[START ENTRIES SUPPLIED]

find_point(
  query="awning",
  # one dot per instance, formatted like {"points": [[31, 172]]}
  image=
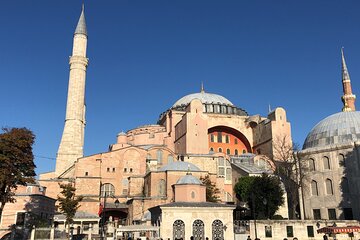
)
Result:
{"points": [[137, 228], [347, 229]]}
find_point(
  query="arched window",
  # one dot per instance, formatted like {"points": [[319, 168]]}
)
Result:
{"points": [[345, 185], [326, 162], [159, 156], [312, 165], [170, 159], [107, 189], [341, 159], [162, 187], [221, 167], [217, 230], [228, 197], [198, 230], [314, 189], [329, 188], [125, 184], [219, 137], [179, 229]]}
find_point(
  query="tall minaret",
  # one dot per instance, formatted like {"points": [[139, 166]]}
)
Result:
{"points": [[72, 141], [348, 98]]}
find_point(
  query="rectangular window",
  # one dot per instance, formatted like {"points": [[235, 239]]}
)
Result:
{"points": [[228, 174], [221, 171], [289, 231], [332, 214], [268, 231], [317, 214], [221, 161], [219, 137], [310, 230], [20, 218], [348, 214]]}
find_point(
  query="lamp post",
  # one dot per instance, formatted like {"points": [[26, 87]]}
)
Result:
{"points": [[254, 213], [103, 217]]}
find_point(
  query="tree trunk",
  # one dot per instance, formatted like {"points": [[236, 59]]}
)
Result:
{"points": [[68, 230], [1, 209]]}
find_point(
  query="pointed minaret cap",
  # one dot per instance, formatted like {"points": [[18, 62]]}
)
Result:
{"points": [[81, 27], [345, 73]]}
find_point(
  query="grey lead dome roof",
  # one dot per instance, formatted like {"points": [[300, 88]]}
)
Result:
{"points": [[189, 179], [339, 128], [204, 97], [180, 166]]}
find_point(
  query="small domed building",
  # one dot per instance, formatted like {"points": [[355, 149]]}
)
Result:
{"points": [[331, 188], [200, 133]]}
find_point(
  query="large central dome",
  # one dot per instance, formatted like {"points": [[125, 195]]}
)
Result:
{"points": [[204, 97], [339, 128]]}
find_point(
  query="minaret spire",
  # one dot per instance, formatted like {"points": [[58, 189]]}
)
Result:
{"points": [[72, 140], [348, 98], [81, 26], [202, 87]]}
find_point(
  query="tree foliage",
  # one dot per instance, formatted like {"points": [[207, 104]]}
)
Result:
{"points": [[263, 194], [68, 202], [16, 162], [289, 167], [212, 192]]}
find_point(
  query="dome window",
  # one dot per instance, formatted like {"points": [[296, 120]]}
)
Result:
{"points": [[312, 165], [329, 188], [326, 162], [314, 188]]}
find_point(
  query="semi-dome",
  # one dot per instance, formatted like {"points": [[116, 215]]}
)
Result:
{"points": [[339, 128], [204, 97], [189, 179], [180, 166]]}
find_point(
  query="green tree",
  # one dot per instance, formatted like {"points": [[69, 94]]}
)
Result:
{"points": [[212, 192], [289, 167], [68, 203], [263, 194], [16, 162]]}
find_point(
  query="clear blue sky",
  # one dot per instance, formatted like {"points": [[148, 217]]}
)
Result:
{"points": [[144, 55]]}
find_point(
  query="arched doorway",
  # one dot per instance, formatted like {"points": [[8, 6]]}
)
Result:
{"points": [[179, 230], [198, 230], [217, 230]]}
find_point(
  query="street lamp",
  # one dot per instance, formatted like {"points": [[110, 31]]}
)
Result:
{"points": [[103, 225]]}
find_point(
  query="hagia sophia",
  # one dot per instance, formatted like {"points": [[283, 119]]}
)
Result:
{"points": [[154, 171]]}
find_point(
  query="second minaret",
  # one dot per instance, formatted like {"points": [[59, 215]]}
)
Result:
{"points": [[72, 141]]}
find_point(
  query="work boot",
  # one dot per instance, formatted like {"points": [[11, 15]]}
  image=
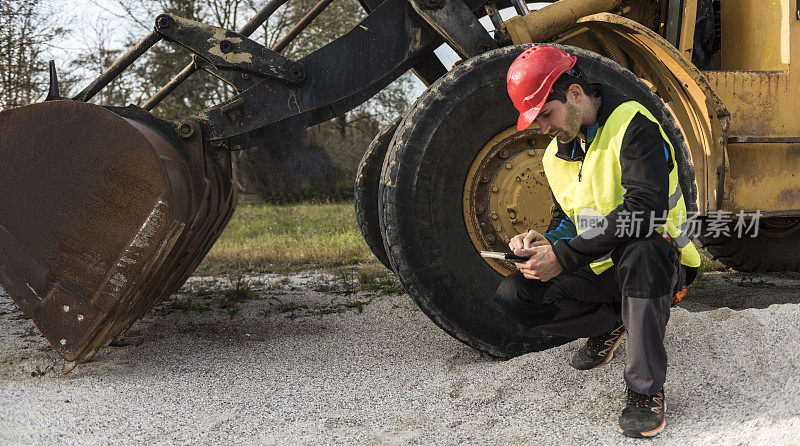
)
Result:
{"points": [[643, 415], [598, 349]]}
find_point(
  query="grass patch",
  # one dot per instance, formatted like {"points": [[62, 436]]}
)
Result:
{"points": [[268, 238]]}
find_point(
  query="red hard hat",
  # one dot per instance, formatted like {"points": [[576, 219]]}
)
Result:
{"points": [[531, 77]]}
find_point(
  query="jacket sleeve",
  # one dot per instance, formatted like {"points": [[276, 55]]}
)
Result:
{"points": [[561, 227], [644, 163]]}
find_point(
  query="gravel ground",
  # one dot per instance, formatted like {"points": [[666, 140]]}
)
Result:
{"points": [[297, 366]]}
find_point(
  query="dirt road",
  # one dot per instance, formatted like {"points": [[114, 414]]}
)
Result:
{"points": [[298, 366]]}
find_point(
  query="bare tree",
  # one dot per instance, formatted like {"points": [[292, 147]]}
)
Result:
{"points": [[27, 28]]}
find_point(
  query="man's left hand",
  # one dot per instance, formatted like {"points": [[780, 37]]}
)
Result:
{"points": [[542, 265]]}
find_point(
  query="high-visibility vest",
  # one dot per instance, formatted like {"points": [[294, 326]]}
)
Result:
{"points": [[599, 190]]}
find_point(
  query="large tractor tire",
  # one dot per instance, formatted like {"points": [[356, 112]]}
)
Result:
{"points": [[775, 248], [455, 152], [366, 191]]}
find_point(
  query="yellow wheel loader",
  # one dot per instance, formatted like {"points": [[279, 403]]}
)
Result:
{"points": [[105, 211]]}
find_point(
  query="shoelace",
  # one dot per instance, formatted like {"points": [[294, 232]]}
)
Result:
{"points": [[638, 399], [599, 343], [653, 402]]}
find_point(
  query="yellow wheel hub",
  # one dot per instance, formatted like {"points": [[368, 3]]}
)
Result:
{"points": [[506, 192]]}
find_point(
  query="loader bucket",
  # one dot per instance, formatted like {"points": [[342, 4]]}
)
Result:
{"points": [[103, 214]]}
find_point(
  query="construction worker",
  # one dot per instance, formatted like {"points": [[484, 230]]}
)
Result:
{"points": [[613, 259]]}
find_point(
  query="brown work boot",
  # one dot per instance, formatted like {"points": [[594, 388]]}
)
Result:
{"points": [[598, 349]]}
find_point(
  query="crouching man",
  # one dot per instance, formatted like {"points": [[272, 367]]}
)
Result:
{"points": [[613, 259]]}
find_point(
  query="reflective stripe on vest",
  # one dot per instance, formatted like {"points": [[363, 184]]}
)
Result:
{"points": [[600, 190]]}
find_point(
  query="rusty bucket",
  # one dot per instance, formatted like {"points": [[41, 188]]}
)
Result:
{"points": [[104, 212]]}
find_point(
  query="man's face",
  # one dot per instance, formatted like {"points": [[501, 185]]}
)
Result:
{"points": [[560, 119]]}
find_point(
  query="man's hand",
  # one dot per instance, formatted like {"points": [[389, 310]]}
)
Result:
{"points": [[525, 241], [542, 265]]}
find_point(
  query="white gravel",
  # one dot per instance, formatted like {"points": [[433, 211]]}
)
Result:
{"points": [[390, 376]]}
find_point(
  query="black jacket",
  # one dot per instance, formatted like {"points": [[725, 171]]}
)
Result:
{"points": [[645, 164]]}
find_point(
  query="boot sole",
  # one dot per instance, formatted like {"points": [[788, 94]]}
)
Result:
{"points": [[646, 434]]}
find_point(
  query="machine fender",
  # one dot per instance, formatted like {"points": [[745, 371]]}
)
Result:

[END ENTRIES SUPPLIED]
[START ENTRIES SUPPLIED]

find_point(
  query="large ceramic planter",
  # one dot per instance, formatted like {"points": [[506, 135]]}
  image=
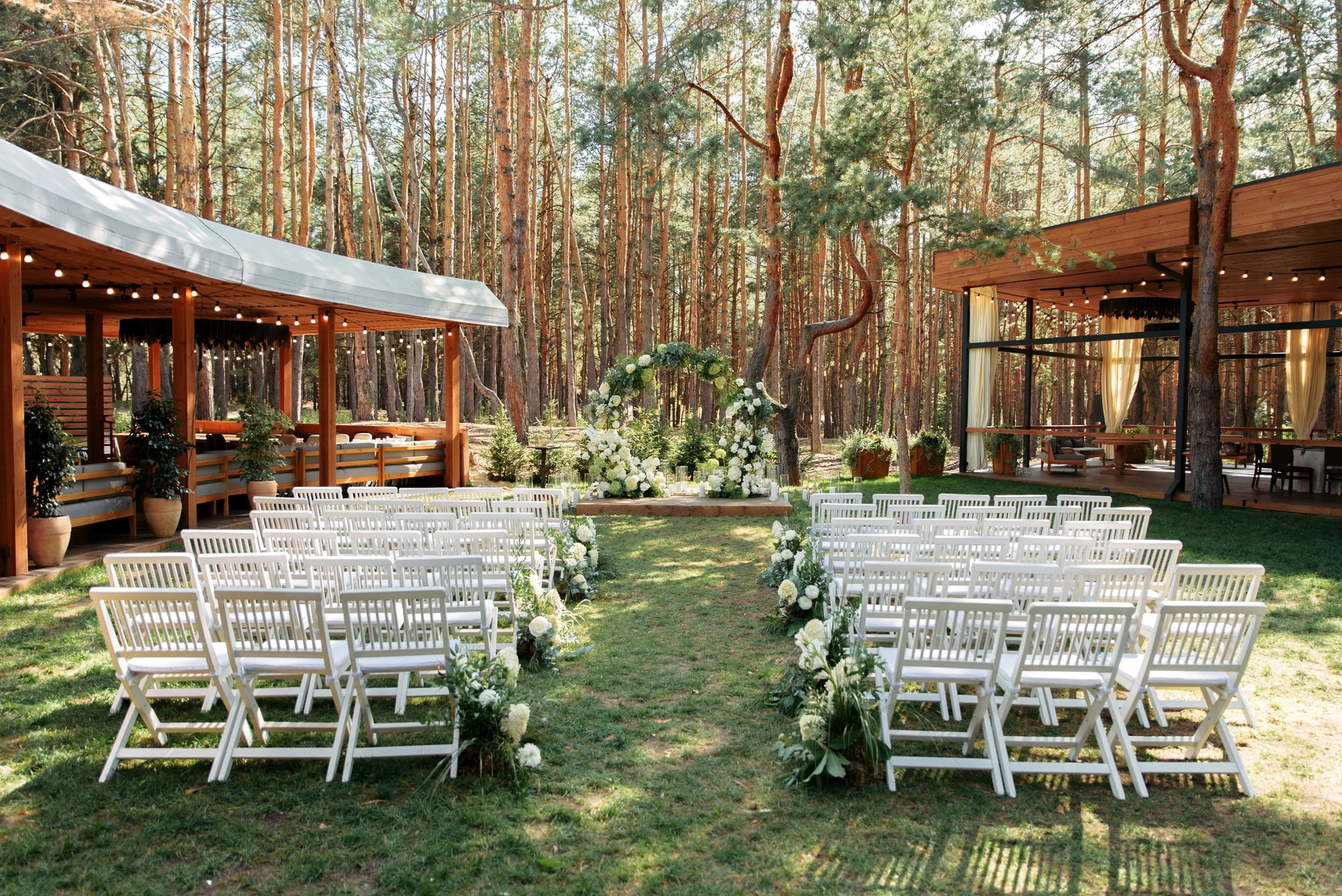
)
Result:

[END ENTRIES SUPPLIED]
[START ENTRIES SUPPLIED]

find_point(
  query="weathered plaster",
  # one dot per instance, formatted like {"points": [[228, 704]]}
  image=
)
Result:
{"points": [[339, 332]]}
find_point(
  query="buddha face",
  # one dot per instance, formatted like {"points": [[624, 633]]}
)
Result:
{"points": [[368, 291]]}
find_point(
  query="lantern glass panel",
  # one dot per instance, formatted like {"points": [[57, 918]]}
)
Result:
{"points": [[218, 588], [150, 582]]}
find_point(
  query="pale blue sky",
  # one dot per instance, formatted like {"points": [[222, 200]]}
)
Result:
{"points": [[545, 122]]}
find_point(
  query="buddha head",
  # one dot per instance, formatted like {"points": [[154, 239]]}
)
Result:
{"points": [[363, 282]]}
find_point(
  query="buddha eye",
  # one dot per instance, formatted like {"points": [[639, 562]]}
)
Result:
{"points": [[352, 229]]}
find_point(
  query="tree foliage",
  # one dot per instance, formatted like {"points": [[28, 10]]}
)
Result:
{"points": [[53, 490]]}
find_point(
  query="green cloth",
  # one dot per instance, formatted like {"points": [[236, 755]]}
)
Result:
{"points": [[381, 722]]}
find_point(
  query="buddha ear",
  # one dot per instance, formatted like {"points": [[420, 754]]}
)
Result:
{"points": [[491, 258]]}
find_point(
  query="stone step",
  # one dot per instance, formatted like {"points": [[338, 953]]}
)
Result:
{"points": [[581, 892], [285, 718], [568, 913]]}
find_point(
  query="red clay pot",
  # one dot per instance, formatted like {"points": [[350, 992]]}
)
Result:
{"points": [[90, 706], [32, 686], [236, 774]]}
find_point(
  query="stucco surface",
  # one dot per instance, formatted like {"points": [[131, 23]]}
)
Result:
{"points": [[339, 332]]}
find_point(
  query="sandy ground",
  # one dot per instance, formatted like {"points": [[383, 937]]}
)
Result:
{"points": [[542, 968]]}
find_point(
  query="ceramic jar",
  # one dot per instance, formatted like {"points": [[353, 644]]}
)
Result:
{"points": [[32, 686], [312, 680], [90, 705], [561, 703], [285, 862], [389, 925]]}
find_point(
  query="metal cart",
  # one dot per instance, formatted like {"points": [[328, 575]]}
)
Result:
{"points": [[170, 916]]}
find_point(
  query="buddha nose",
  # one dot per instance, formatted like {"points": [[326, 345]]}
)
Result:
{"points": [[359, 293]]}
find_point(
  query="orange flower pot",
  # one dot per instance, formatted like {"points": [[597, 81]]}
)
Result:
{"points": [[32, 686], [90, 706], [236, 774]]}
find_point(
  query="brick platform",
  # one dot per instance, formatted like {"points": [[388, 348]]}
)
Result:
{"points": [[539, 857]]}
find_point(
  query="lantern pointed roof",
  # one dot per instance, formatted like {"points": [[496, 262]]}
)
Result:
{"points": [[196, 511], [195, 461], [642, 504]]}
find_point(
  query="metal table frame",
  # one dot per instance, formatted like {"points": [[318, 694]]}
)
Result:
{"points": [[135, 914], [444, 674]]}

[END ENTRIES SUPPLIED]

• _EXERCISE GOAL_: Report every line in the entries above that contains the word "wheel", treating uppercase and lowercase as different.

• _THE RESPONSE_:
  query="yellow wheel loader",
  query="yellow wheel hub",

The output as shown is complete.